====== Listed records ======

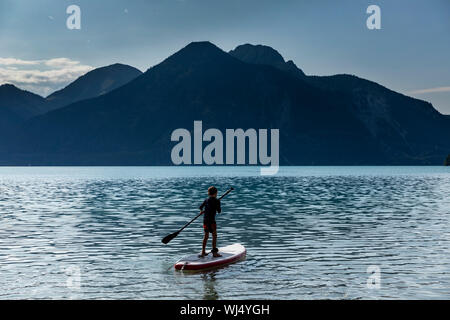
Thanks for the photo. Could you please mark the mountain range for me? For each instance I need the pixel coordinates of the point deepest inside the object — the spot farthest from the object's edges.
(126, 118)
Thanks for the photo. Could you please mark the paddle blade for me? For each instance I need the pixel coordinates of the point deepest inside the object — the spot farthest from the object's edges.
(168, 238)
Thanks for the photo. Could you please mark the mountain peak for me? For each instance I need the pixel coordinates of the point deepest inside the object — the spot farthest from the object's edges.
(261, 54)
(198, 52)
(257, 54)
(92, 84)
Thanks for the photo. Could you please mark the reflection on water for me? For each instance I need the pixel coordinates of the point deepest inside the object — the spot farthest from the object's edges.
(310, 232)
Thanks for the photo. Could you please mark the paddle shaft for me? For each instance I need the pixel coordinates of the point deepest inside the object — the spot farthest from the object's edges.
(228, 191)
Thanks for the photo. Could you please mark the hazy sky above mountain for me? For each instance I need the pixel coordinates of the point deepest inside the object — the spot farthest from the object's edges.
(410, 54)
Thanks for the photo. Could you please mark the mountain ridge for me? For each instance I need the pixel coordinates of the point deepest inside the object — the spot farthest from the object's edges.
(320, 121)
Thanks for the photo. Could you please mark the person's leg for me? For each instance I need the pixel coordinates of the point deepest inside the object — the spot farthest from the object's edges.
(215, 251)
(205, 241)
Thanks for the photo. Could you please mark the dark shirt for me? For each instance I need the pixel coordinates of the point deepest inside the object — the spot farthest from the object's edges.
(211, 205)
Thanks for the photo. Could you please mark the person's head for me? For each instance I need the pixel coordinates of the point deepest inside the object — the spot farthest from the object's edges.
(212, 191)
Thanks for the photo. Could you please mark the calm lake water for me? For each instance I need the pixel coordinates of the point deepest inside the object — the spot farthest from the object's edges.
(310, 232)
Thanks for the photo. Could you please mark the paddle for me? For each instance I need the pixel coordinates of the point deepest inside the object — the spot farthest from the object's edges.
(168, 238)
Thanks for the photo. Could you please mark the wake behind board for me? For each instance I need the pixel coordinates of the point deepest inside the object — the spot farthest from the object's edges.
(230, 254)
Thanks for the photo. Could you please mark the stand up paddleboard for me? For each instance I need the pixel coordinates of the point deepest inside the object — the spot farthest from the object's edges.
(230, 254)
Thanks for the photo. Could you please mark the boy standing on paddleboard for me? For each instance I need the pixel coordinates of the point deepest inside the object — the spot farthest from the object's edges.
(211, 206)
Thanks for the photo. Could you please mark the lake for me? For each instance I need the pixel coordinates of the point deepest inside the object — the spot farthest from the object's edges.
(310, 232)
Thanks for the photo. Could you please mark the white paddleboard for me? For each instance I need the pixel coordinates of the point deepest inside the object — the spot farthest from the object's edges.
(230, 254)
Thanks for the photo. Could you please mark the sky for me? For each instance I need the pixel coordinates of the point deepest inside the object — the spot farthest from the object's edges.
(409, 54)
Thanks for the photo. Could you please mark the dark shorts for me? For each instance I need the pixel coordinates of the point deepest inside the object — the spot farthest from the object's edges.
(209, 227)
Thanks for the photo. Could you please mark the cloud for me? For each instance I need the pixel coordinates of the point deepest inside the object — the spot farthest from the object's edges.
(17, 62)
(430, 90)
(41, 76)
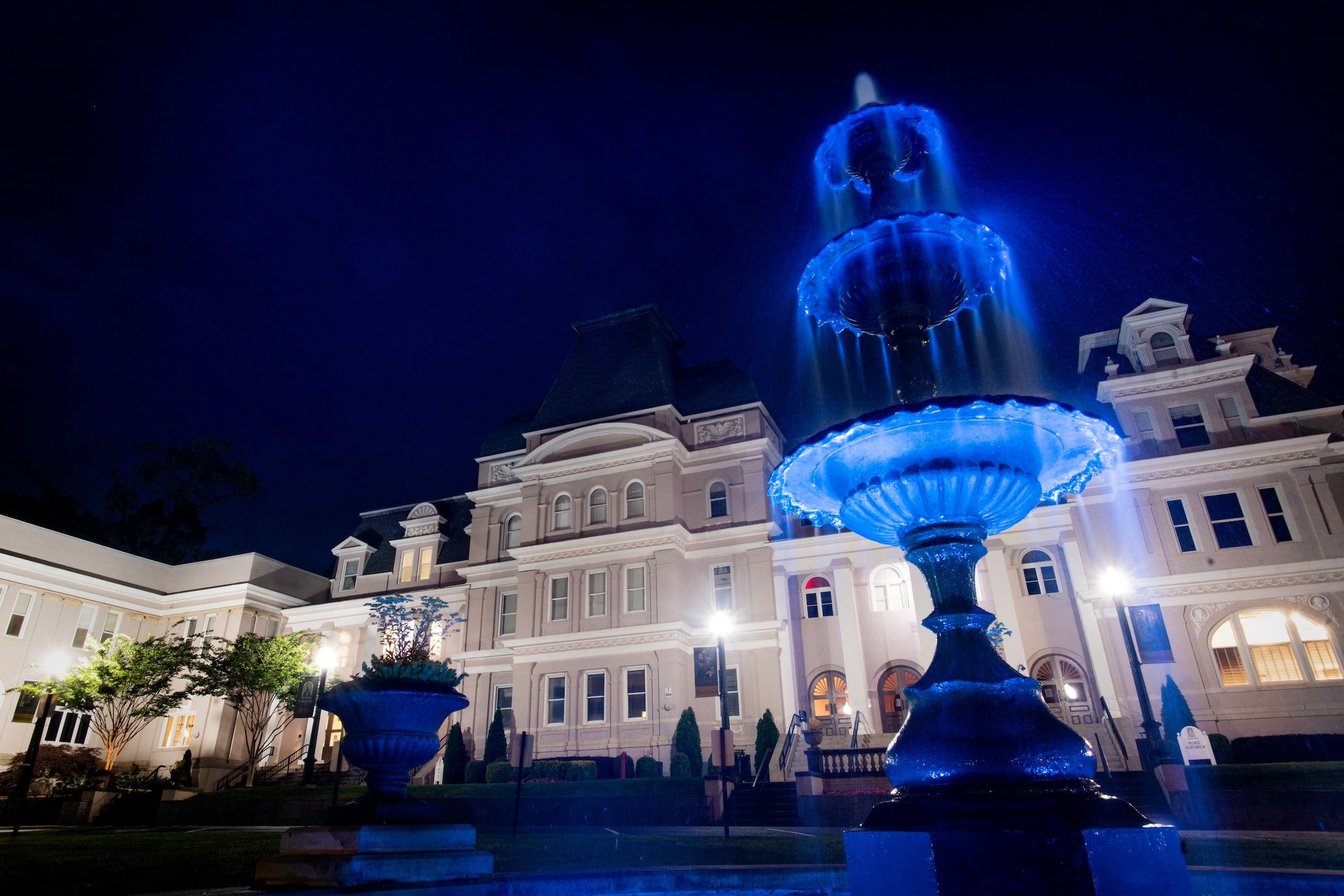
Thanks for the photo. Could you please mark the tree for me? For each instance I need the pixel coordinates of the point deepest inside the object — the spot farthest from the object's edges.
(768, 735)
(687, 740)
(496, 745)
(125, 685)
(455, 757)
(1177, 715)
(260, 679)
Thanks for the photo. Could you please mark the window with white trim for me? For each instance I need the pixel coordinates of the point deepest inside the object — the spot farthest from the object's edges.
(595, 696)
(633, 500)
(19, 614)
(636, 693)
(597, 594)
(597, 506)
(636, 591)
(722, 578)
(556, 700)
(559, 598)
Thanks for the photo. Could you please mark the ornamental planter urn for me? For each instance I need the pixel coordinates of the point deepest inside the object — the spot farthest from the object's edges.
(391, 729)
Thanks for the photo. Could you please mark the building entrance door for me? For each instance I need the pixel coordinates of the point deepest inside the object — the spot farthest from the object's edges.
(831, 703)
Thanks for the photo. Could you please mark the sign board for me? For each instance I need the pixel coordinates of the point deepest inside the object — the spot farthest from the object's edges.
(1151, 633)
(706, 672)
(521, 752)
(721, 742)
(1195, 749)
(307, 702)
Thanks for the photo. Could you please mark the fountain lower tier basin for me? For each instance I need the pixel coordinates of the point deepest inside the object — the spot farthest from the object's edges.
(904, 274)
(975, 463)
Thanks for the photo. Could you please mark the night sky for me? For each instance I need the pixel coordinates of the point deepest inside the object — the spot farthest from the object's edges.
(353, 242)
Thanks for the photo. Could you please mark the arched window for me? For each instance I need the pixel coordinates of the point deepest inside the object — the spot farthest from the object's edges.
(1164, 348)
(633, 500)
(718, 500)
(890, 590)
(1038, 573)
(818, 598)
(597, 506)
(892, 696)
(1277, 645)
(563, 515)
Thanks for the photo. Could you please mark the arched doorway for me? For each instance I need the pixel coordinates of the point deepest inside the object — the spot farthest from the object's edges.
(831, 703)
(1065, 688)
(892, 696)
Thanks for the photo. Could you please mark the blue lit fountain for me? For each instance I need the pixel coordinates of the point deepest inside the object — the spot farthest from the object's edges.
(993, 794)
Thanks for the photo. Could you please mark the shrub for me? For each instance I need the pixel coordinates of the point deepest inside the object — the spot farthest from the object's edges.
(687, 740)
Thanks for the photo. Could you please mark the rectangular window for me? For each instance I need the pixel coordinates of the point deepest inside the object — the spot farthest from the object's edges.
(635, 590)
(597, 594)
(1225, 512)
(508, 613)
(636, 693)
(109, 627)
(1188, 422)
(178, 730)
(595, 693)
(1180, 523)
(556, 700)
(724, 587)
(19, 614)
(505, 703)
(1276, 514)
(82, 627)
(348, 574)
(561, 598)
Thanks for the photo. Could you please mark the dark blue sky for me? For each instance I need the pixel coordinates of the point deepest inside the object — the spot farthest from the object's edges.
(353, 241)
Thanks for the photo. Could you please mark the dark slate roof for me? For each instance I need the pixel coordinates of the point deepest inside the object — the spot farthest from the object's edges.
(623, 363)
(1277, 395)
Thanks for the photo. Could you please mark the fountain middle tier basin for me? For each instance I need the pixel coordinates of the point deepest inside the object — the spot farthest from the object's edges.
(979, 463)
(902, 274)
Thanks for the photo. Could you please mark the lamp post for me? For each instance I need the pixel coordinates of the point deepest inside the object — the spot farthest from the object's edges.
(722, 624)
(326, 661)
(1117, 585)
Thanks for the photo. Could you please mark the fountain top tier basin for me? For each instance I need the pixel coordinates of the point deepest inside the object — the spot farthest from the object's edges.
(978, 463)
(898, 277)
(878, 142)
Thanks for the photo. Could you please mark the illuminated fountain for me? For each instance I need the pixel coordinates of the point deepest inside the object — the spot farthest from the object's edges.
(993, 793)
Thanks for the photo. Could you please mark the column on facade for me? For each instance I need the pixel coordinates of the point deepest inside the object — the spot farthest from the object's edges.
(1000, 589)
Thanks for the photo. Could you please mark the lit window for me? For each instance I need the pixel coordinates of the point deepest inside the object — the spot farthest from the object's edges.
(635, 590)
(1180, 524)
(595, 695)
(633, 500)
(19, 614)
(556, 700)
(818, 598)
(559, 600)
(1225, 512)
(724, 587)
(636, 693)
(1276, 514)
(508, 613)
(597, 506)
(718, 500)
(82, 627)
(1188, 422)
(597, 594)
(348, 574)
(1038, 573)
(563, 514)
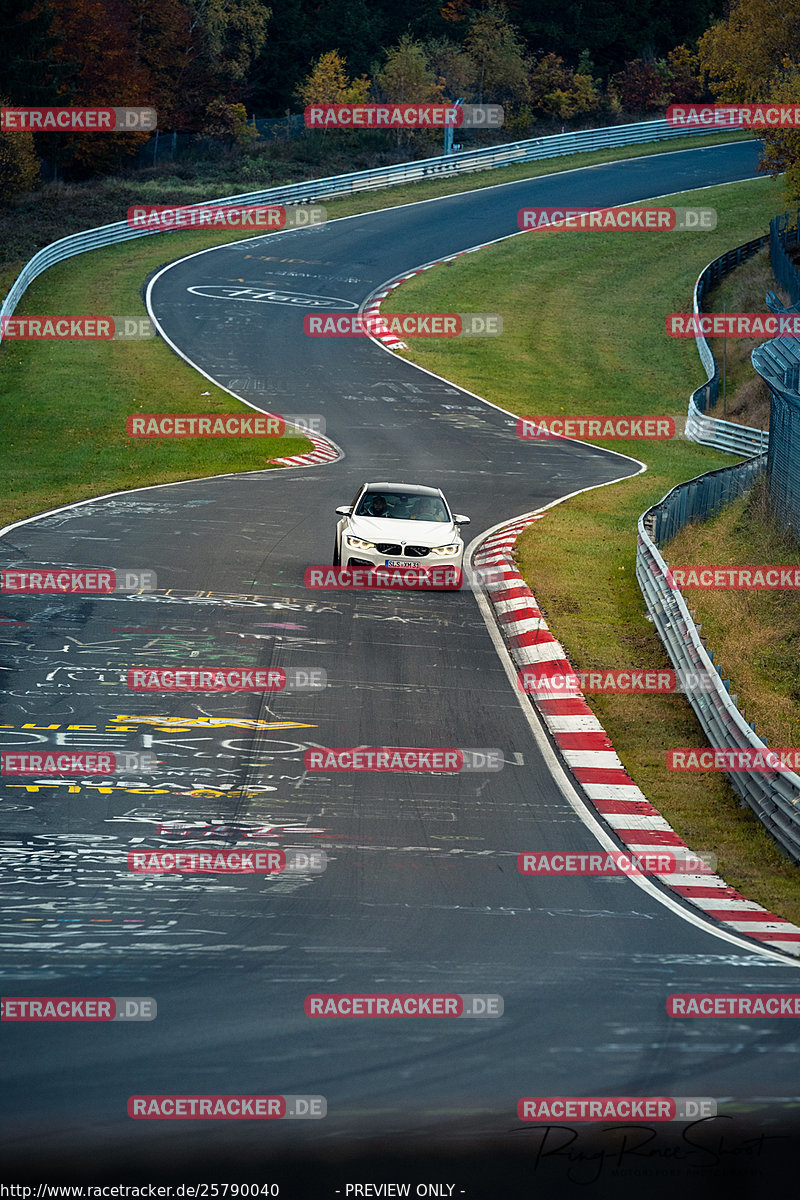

======

Exercise requirements => Collect every line of the records that contains the word "lake", and copy each one in full.

Correct output =>
Thanks for the photo. Could you please mark the calm lake water for me? For each instance I need the pixel coordinates of the point deepest inside the object — the spot farthest from the object's edges.
Thanks for the photo. Could you please mark the lake for me? For each instance I need the pixel coordinates of the point deepest inside the object — the spot farthest from the object's edges.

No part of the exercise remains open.